* Consigne 1 *
Recopiez le passage de l'arrêt de la Cour de cassation, ci-dessous, qui commence par « 1°/ à M. [E] [P], domicilié » et se poursuit jusqu'à « au procureur général. » inclus.

* Extrait du texte *
▼

France | France, Cour de cassation, Chambre sociale, 31 janvier 2024, 52400118


LA COUR DE CASSATION, CHAMBRE SOCIALE, a rendu l'arrêt suivant :


SOC.


ZB1






COUR DE CASSATION
______________________




Audience publique du 31 janvier 2024








Cassation partielle




M. SOMMER, président






Arrêt n° 118 FS-B


Pourvoi n° E 21-25.273








R É P U B L I Q U E F R A N Ç A I S E


_________________________


AU NOM DU PEUPLE FRANÇAIS
_________________________





ARRÊT DE LA COUR DE CASSATION, CHAMBRE SOCIALE, DU 31 JANVIER 2024


La société Derichebourg propreté, société par actions simplifiée, dont le siège est [Adresse 2], a formé le pourvoi n° E 21-25.273 contre l'arrêt rendu le 18 no...

LA COUR DE CASSATION, CHAMBRE SOCIALE, a rendu l'arrêt suivant :

SOC.

ZB1

COUR DE CASSATION
______________________

Audience publique du 31 janvier 2024

Cassation partielle

M. SOMMER, président

Arrêt n° 118 FS-B

Pourvoi n° E 21-25.273

R É P U B L I Q U E F R A N Ç A I S E

_________________________

AU NOM DU PEUPLE FRANÇAIS
_________________________

ARRÊT DE LA COUR DE CASSATION, CHAMBRE SOCIALE, DU 31 JANVIER 2024

La société Derichebourg propreté, société par actions simplifiée, dont le siège est [Adresse 2], a formé le pourvoi n° E 21-25.273 contre l'arrêt rendu le 18 novembre 2021 par la cour d'appel de Lyon (chambre sociale C), dans le litige l'opposant :

1°/ à M. [E] [P], domicilié [Adresse 1],

2°/ à la société Fandi, société par actions simplifiée, dont le siège est [Adresse 4], anciennement dénommée Fandi emballages,

défendeurs à la cassation.

La demanderesse invoque, à l'appui de son pourvoi, un moyen de cassation.

Le dossier a été communiqué au procureur général.

▲

* Consigne 2 *
Dans les lignes présentées ci-dessous, renommez « Target class » en « Category » en laissant tout le reste inchangé. Redonnez seulement les lignes qui vont de la première jusqu'à celle qui contient « 712 497 934 653 », incluse.

* Données présentées *
▼

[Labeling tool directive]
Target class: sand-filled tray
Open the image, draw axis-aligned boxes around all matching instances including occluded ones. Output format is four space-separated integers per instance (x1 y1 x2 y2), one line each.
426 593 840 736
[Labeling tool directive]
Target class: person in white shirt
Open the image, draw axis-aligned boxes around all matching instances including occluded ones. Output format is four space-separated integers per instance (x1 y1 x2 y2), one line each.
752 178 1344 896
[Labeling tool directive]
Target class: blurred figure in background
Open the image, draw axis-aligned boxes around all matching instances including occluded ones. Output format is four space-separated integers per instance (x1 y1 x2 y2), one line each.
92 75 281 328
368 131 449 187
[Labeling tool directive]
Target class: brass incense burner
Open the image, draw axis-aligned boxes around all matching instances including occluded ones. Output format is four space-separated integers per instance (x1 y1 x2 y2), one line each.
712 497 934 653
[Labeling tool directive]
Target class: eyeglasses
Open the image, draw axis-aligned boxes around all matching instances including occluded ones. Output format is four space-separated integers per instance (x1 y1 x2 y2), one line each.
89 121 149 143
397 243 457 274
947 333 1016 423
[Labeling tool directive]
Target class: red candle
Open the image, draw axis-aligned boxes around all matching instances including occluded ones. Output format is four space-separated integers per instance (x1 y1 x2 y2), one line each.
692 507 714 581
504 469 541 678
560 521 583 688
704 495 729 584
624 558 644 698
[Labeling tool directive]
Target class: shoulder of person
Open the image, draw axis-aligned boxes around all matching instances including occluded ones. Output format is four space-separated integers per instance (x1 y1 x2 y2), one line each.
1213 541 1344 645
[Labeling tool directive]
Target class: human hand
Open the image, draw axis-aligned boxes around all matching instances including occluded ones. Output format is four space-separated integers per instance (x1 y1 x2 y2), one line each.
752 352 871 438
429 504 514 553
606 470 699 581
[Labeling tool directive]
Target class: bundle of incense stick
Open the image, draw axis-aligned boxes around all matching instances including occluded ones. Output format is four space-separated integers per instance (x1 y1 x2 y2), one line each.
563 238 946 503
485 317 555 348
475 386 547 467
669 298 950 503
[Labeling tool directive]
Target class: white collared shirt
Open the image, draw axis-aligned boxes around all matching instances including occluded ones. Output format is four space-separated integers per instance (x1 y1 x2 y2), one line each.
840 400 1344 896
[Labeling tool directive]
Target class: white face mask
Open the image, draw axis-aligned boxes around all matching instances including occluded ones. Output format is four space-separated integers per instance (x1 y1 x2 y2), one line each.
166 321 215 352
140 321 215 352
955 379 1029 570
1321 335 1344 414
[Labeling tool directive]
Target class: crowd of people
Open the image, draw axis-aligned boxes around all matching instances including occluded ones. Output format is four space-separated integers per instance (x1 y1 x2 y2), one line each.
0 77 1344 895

▲

* Réponse attendue 1 *
1°/ à M. [E] [P], domicilié [Adresse 1],

2°/ à la société Fandi, société par actions simplifiée, dont le siège est [Adresse 4], anciennement dénommée Fandi emballages,

défendeurs à la cassation.

La demanderesse invoque, à l'appui de son pourvoi, un moyen de cassation.

Le dossier a été communiqué au procureur général.

* Réponse attendue 2 *
[Labeling tool directive]
Category: sand-filled tray
Open the image, draw axis-aligned boxes around all matching instances including occluded ones. Output format is four space-separated integers per instance (x1 y1 x2 y2), one line each.
426 593 840 736
[Labeling tool directive]
Category: person in white shirt
Open the image, draw axis-aligned boxes around all matching instances including occluded ones. Output format is four space-separated integers per instance (x1 y1 x2 y2), one line each.
752 178 1344 896
[Labeling tool directive]
Category: blurred figure in background
Open the image, draw axis-aligned boxes around all matching instances including occluded ones. Output format is four space-separated integers per instance (x1 y1 x2 y2), one line each.
92 75 281 328
368 131 449 187
[Labeling tool directive]
Category: brass incense burner
Open the image, draw axis-aligned boxes around all matching instances including occluded ones. Output format is four space-separated integers per instance (x1 y1 x2 y2), one line each.
712 497 934 653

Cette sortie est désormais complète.